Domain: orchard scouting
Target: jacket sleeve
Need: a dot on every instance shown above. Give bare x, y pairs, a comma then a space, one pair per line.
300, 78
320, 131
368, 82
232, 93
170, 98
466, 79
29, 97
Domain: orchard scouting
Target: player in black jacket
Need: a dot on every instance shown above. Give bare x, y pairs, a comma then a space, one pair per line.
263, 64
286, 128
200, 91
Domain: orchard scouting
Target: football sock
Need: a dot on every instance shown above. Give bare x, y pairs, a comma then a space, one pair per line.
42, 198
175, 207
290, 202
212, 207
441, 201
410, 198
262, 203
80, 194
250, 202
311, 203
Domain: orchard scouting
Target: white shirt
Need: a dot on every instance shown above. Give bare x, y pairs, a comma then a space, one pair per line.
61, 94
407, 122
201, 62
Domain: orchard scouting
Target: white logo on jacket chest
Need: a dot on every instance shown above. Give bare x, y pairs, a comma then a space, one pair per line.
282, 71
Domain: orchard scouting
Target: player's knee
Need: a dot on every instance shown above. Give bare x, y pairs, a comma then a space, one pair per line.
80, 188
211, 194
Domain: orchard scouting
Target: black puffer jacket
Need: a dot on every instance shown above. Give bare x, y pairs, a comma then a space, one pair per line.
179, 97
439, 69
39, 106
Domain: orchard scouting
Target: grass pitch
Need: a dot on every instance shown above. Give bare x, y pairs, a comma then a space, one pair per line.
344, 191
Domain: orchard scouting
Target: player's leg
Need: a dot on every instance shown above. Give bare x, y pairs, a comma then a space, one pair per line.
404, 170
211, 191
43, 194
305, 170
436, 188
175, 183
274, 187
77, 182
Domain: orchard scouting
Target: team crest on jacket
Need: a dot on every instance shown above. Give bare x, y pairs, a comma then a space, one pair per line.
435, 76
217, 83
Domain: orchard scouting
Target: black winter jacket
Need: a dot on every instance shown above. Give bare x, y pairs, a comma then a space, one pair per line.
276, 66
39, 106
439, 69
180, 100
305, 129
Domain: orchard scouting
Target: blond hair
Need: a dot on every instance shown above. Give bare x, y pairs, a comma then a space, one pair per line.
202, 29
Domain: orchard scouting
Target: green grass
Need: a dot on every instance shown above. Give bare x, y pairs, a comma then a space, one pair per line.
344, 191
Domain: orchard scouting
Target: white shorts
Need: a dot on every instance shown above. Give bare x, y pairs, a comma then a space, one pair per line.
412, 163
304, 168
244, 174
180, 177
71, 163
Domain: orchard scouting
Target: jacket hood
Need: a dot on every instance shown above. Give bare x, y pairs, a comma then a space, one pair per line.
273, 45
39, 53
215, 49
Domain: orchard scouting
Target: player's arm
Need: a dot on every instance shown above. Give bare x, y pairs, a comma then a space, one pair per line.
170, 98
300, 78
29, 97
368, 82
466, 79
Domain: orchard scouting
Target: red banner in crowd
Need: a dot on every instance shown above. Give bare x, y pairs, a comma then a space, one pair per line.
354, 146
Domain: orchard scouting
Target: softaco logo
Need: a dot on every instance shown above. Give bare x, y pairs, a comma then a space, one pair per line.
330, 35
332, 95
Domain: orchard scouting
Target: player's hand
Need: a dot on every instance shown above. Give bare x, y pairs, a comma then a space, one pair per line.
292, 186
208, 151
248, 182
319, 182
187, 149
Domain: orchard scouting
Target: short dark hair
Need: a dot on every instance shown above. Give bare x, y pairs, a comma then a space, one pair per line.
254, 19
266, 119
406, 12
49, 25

§ Task
Write out every entry exactly as given.

§ Answer for this exercise
Domain: orchard scouting
Target: jacket sleeve
Need: a dot on every instance shown above. Give bare x, y pairs, a comma then a space, one pair per line.
300, 78
320, 131
368, 82
232, 93
170, 98
466, 79
29, 97
Domain: orchard scouting
Target: player in black jacket
Need: a dot on every instance shown above. Give bare x, y pairs, a comma then a space, one pair per line.
263, 64
286, 128
200, 91
Domain: orchard scouting
Target: football sock
Need: a dot on every instance shown above. Give bare x, y pairs, a comma then a space, one pair per line.
42, 198
175, 207
290, 202
212, 207
441, 201
410, 198
262, 203
80, 194
250, 202
311, 203
Domain: orchard scouting
Target: white shirt
Need: a dot on every instance shown above. Give bare x, y pairs, a comma then a space, one pair per line.
61, 94
407, 122
201, 62
Domain: orchard scouting
Target: white logo on jacket chest
Need: a dot on every instance shown above. Give bare x, y pairs, a comma then a space, one pair per line.
282, 71
Domain: orchard scouting
Target: player's knee
Need: a dot on every instance shown above. Give bare x, y pairs, a comma then a space, one pair per line.
80, 188
211, 194
Domain: orchard scouting
Target: black puffer jacket
Need: a dot on every instance shown above. Give bare x, y pairs, a comma then a space, one pair per line.
179, 97
439, 69
39, 106
Domain: orchard scouting
Target: grass pitch
Need: a dot on every instance shown above. Give bare x, y pairs, a comma then a space, one pair per line.
344, 191
Domain: orchard scouting
Target: player's leg
Need: a dot on every instance shown above. Give bare x, y pairs, a comma then a space, one pair per line.
404, 170
211, 191
43, 194
305, 170
436, 188
175, 183
274, 187
77, 182
Domain: orchard scouting
Target: team crest on jacket
Need: a dot on every instance shown above. Give bare x, y pairs, a comma then a space, one pair per line.
435, 76
217, 83
Domain: orchard scouting
Target: black winter jacket
Need: a dot on every instance shown above. Give bare x, y pairs, a comma then a space, one pair per line.
276, 66
39, 106
439, 69
180, 100
305, 129
Domain: orchard scouting
Target: blond hair
Need: a dot on every instance shown above. Give bare x, y pairs, a comma then a space, one pair per line.
202, 29
Domain: orchard scouting
Target: green grass
Need: a dot on every instance shown above. Give bare x, y pairs, a comma then a space, one pair per line.
344, 191
Domain: orchard scouting
Target: white shorts
Need: a dot on every instance shown above. Give bare x, y pairs, a comma then a space, one pair per line.
412, 163
304, 168
244, 174
180, 177
71, 163
Domain: orchard scouting
Target: jacket hood
Need: a dot on every instance shown above. Give bare x, y pairs, a comma then a space, one pair per line.
273, 45
39, 53
215, 49
Domain: orchard scouting
Target: player's arm
Need: a dot on every instance shown above. Give bare x, y pairs, a comma then a space, one pair per line.
170, 98
300, 78
29, 97
368, 82
466, 79
Domain: orchard scouting
Target: red banner in crowd
Need: a dot on every instance shown above. Give bare x, y pairs, a comma then a space, one pair per line.
354, 146
Domain: orchard scouting
Target: softaco logo
Need: a dot on every instance shown above. Give bare x, y pairs, a comma then a space, one pair per line.
330, 35
332, 95
Domain: orchard scouting
Target: player's hand
Need: a dot on every instance shown above. Give bare x, y pairs, a comma then a space, one pair per line.
292, 186
208, 151
248, 182
319, 182
187, 149
Domain: orchard scouting
Target: short dark hair
Need: a dot on every instance shown above. Give bare x, y pairs, a comma then a space, one pair per line.
254, 19
266, 119
406, 12
49, 25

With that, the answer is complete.